Mesón de Giuseppe, un poco más allá del Caño Mamarón

En la Salamanca de los años setenta no había chinos (y hablo de restaurantes). Ni turcos, ni griegos, ni franceses. Ni alemanes democráticos. Los restaurantes podían ser buenos y malos, caros y baratos, pero en cuanto al menú que ofrecían, la variedad era mínima: cocina castellana, como el mítico Candil, o cocina "española estándar", como casi todos los demás.

No había ningún italiano. O, mejor dicho, no hubo ningún italiano hasta bien avanzada la década, cuando abrieron el "Mesón de Giuseppe" en la Cuesta del Carmen. Era algo tan ajeno a nuestras costumbres de entonces que mi primera pizza me la tomé en barra con los amiguetes, dividida en porciones, a modo de tapa.

Solicitud 1: Copia literalmente el pasaje del texto sobre el Mesón de Giuseppe que comienza con las palabras "Mesón de Giuseppe, un" y termina después de "todos los demás.".
Solicitud 2: Prosigue el texto sobre los restaurantes de la Salamanca de los setenta a partir de su última frase.

Datos proporcionados:
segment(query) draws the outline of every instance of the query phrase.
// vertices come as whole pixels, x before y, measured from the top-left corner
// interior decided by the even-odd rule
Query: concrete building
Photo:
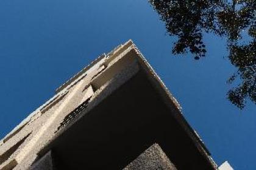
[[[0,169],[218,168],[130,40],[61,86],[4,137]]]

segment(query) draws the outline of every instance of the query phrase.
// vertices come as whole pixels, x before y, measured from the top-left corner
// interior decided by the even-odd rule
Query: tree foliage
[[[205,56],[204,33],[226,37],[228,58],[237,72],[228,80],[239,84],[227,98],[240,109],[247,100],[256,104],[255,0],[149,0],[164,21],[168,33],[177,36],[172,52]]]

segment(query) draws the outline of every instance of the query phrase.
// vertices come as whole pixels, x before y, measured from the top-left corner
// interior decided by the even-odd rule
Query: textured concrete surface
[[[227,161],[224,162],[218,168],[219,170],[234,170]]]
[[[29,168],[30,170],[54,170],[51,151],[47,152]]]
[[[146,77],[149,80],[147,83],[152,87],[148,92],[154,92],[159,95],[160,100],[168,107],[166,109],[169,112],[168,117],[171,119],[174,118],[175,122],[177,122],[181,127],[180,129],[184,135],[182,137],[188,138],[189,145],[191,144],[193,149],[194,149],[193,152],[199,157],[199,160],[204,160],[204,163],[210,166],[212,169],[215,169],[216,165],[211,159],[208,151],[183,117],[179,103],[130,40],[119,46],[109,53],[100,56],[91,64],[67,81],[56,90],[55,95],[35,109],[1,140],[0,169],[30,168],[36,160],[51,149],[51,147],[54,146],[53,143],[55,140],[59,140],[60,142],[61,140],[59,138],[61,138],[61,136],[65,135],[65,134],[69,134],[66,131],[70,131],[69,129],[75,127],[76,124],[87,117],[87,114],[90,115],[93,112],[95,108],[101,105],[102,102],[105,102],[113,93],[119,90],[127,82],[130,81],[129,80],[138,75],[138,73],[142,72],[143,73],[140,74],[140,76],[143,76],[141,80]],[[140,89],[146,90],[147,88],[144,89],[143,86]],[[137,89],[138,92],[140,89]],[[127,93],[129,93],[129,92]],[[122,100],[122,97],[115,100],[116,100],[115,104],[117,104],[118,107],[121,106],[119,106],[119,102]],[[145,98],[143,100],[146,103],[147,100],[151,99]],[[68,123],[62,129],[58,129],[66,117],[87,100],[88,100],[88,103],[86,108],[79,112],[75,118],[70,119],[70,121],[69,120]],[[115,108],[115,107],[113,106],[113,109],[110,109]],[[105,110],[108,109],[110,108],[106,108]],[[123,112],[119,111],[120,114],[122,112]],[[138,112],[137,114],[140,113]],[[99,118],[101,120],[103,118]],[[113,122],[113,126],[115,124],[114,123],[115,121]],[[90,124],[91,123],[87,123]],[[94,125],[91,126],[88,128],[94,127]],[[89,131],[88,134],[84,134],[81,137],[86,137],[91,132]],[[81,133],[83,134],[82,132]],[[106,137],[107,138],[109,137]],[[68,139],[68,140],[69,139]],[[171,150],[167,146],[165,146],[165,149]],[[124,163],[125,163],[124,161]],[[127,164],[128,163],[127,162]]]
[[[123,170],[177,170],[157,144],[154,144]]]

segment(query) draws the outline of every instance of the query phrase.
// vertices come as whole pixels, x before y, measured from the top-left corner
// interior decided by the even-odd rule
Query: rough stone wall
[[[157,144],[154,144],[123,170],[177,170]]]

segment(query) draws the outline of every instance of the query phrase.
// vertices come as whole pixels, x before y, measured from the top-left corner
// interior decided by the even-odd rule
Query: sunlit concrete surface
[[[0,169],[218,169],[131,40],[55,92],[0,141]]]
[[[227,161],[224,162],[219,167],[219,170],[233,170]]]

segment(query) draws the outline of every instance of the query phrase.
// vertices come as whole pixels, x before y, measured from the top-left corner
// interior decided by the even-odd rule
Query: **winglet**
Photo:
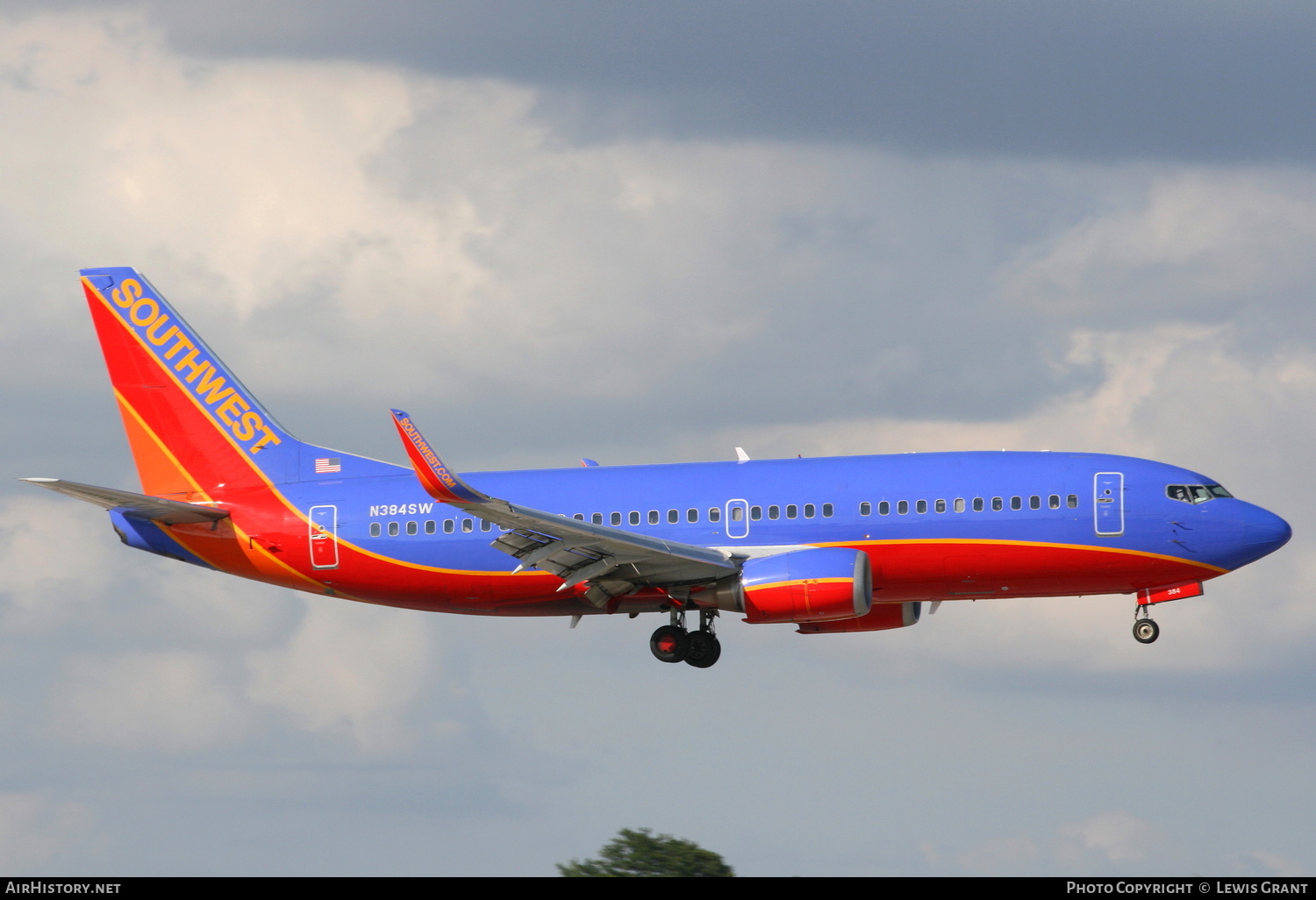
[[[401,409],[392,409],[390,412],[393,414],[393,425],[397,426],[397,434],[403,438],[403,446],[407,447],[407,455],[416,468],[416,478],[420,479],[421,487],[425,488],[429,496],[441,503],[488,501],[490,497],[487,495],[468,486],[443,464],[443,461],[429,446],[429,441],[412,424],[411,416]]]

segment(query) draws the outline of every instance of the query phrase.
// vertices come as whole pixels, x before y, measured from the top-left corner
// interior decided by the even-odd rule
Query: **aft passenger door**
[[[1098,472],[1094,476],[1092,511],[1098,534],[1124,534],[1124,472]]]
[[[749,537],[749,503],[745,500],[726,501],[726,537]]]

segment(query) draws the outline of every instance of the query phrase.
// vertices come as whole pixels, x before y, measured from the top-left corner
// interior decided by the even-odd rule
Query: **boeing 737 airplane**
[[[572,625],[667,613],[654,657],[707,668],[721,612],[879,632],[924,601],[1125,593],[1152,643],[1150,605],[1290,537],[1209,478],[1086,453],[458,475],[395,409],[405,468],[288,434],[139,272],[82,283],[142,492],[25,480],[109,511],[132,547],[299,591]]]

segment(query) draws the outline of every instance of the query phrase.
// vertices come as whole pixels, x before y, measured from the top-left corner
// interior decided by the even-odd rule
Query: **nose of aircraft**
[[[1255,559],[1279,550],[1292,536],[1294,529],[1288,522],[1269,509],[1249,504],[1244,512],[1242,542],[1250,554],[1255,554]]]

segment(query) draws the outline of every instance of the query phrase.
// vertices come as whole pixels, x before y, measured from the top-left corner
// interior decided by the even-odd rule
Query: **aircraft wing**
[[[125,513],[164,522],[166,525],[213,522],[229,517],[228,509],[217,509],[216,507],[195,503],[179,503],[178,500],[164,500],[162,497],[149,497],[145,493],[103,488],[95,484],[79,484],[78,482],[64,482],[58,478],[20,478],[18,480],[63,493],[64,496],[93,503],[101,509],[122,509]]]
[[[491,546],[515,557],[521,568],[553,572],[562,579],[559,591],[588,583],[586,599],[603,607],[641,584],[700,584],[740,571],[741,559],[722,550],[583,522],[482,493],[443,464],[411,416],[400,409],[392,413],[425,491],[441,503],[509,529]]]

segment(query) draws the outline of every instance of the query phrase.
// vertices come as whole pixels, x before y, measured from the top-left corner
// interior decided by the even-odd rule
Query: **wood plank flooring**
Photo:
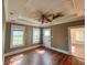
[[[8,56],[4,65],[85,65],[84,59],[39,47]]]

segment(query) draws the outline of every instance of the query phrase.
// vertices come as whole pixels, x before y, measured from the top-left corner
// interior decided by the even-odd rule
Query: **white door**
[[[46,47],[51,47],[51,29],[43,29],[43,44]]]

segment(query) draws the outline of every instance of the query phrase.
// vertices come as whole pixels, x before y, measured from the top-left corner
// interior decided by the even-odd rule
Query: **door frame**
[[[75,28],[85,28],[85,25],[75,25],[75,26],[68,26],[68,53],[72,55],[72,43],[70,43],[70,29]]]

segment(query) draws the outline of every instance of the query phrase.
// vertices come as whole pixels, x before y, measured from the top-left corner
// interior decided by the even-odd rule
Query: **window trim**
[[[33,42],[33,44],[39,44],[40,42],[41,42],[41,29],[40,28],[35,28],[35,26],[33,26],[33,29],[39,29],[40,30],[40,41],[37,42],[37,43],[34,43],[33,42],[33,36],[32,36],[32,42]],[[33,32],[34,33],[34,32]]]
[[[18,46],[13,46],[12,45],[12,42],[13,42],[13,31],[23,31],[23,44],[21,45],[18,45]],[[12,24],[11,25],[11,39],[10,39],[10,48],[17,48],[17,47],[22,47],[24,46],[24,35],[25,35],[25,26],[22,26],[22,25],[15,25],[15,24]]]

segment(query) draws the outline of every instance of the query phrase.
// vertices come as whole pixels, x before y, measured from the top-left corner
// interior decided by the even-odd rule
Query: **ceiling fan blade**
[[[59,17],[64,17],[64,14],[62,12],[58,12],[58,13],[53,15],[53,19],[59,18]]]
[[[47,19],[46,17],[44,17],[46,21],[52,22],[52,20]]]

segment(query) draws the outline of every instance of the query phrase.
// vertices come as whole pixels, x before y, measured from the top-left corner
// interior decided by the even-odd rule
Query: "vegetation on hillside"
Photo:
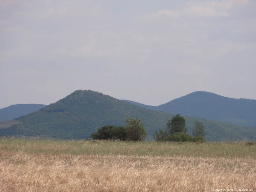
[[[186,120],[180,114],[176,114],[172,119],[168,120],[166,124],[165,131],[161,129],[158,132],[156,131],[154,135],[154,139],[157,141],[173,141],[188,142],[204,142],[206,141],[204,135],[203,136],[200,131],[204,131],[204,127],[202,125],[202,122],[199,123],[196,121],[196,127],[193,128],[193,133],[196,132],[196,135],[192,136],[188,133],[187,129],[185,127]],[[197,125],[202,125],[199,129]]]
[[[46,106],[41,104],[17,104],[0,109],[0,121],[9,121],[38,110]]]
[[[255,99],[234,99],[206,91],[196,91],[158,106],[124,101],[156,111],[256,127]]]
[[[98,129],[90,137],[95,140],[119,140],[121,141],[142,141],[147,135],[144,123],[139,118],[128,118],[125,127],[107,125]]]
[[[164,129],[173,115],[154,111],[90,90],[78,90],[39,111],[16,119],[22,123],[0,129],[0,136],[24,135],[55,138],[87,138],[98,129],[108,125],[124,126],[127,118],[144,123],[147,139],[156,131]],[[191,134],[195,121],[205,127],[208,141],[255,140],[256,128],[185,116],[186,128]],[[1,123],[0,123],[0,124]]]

Resultado 1:
Mesón de Giuseppe, un poco más allá del Caño Mamarón

En la Salamanca de los años setenta no había chinos (y hablo de restaurantes). Ni turcos, ni griegos, ni franceses. Ni alemanes democráticos. Los restaurantes podían ser buenos y malos, caros y baratos, pero en cuanto al menú que ofrecían, la variedad era mínima: cocina castellana, como el mítico Candil, o cocina "española estándar", como casi todos los demás.

Resultado 2:
Imagen de Google Street, 2009

No habían llegado aún las grandes cadenas americanas de fast-food, pero sí que había algunos sitios (pocos) donde se podía comer hamburguesas y perritos. Yo iba al Trébol, en Cristo de los Milagros esquina a Corrales de Monroy. Entonces, cuando aún no habíamos probado "the real thing", sus hamburguesas nos parecían magníficas. Probablemente lo eran.

Y qué decir de los perritos, más baratos y, por tanto, mucho más populares. En el Trébol los hacían buenos, pero siempre tuve debilidad por un sitio que había en la Gran Vía, en la acera del cine. Los perritos los vendían por la ventana y eran de pan pan, al que se hacía el hueco para la salchicha insertándolo en un pincho caliente. Más tarde, ya en plena decadencia del perrito, en muchos sitios empezaron a ofrecerlos hechos de pan bimbo y abiertos a cuchillo. Una muestra más que la evolución de la humanidad no es siempre a mejor.

Han pasado muchos años desde entonces. Hemos cambiado. Y Salamanca ha cambiado. Ahora es más abierta, más cosmopolita, está más integrada. Ya no es el "Lejano Oeste" que era entonces. Con todo, quizá hayamos perdido algo en el camino.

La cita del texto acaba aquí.